▶ [TEXTO FORNECIDO]:
'''
RESUMO: O presente artigo cuida das dimensões apropriadas para se comprovar a inviabilidade de competição nas modalidades de licitação tipificadas nos incisos II e III do artigo 25 da Lei 8.666/93
PALAVRAS CHAVE: Inexigibilidade, licitação, comprovação da inviabilidade de competição, dimensão fática, dimensão jurídica.
SUMÁRIO: Introdução. I. As modalidades de inexigibilidade contidas no caput e nos incisos do artigo 25 da Lei 8.666/93: tipo geral e tipos especiais de inexigibilidade. II. A dimensão adequada para a comprovação da inviabilidade de competição nas modalidades de inexigibilidade de licitação tipificadas nos incisos II e III do artigo 25 da Lei 8.666/93. Contextualização e proposta de solução do problema. Inviabilidade de competição no plano fático e inviabilidade de competição no plano exclusivamente jurídico. III. Conclusão.
Introdução
Como é de conhecimento, o pressuposto lógico da inexigibilidade de licitação é a inviabilidade de competição, que é aquela situação em que há apenas um prestador em condições de atender a necessidade da Administração. Em que pese tal conceito apresentar-se como um raciocínio aparentemente simples e presumível quando se tem em voga o tipo geral da inexigibilidade, que é o contido no artigo 25, caput, da Lei 8.666/93, a questão não se apresenta tão obvia quando se está diante dos tipos especiais da inexigibilidade, especialmente os contidos nos incisos II e III do artigo 25 da Lei 8.666/93, assunto esse que se pretende explorar no presente artigo.
'''
▶ [REGISTROS FORNECIDOS]:
'''
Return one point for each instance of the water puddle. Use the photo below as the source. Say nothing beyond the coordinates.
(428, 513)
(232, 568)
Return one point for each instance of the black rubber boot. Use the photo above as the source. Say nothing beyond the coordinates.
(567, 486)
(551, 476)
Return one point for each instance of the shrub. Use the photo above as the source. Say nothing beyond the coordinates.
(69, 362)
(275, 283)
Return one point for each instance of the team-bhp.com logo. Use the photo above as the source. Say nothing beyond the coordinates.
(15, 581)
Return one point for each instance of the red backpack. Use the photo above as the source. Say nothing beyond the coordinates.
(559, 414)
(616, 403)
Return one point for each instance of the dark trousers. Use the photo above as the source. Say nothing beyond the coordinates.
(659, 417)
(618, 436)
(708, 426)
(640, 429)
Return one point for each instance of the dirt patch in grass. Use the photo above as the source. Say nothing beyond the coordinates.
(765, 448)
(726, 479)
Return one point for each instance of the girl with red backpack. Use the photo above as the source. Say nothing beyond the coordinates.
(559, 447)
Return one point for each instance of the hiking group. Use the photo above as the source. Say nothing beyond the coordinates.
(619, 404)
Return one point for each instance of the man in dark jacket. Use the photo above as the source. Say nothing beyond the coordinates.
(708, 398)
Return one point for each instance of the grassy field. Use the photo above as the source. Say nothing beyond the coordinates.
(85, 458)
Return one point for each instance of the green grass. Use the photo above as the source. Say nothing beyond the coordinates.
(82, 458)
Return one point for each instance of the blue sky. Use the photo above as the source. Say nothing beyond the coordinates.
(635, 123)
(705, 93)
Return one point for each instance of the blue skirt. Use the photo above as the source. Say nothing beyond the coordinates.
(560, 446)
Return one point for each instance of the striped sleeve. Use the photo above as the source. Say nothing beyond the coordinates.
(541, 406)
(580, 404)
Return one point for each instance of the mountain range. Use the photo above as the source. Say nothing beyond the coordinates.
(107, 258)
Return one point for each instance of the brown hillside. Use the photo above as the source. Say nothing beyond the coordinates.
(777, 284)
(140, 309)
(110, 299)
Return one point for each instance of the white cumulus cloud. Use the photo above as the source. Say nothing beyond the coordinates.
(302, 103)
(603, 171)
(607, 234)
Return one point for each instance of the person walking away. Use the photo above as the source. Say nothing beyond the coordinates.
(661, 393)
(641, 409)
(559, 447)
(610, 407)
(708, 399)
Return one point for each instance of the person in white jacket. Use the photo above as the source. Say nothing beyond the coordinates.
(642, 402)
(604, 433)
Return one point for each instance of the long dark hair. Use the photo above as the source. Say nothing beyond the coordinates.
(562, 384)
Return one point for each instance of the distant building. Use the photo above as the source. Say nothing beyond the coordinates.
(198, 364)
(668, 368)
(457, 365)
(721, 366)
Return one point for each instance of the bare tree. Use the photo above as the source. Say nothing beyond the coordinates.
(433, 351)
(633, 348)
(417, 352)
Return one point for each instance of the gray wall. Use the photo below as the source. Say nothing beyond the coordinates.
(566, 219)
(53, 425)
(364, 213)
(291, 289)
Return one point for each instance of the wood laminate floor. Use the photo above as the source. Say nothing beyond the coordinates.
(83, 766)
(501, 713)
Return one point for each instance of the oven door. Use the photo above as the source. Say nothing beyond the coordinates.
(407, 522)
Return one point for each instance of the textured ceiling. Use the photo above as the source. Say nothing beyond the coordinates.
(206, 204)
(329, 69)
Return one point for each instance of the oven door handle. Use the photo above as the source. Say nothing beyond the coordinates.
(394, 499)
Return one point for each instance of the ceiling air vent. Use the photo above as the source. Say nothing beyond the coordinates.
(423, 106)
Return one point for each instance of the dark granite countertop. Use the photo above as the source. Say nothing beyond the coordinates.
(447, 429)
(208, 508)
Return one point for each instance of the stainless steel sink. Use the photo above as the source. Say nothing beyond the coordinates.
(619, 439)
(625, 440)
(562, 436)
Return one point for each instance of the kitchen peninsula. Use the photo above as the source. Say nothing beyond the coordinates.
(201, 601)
'''
▶ [TAREFAS DO EXERCÍCIO]:
[A] Reproduza na íntegra, sem qualquer alteração, o texto sobre inexigibilidade de licitação.
[B] Por favor, selecione nos registros e copie cada linha em que aparece a palavra "blue".
O texto e os registros são materiais independentes entre si.

▶ [SOLUÇÕES COMENTADAS]:
[A]
RESUMO: O presente artigo cuida das dimensões apropriadas para se comprovar a inviabilidade de competição nas modalidades de licitação tipificadas nos incisos II e III do artigo 25 da Lei 8.666/93
PALAVRAS CHAVE: Inexigibilidade, licitação, comprovação da inviabilidade de competição, dimensão fática, dimensão jurídica.
SUMÁRIO: Introdução. I. As modalidades de inexigibilidade contidas no caput e nos incisos do artigo 25 da Lei 8.666/93: tipo geral e tipos especiais de inexigibilidade. II. A dimensão adequada para a comprovação da inviabilidade de competição nas modalidades de inexigibilidade de licitação tipificadas nos incisos II e III do artigo 25 da Lei 8.666/93. Contextualização e proposta de solução do problema. Inviabilidade de competição no plano fático e inviabilidade de competição no plano exclusivamente jurídico. III. Conclusão.
Introdução
Como é de conhecimento, o pressuposto lógico da inexigibilidade de licitação é a inviabilidade de competição, que é aquela situação em que há apenas um prestador em condições de atender a necessidade da Administração. Em que pese tal conceito apresentar-se como um raciocínio aparentemente simples e presumível quando se tem em voga o tipo geral da inexigibilidade, que é o contido no artigo 25, caput, da Lei 8.666/93, a questão não se apresenta tão obvia quando se está diante dos tipos especiais da inexigibilidade, especialmente os contidos nos incisos II e III do artigo 25 da Lei 8.666/93, assunto esse que se pretende explorar no presente artigo.

[B]
Return one point for each instance of the blue sky. Use the photo above as the source. Say nothing beyond the coordinates.
Return one point for each instance of the blue skirt. Use the photo above as the source. Say nothing beyond the coordinates.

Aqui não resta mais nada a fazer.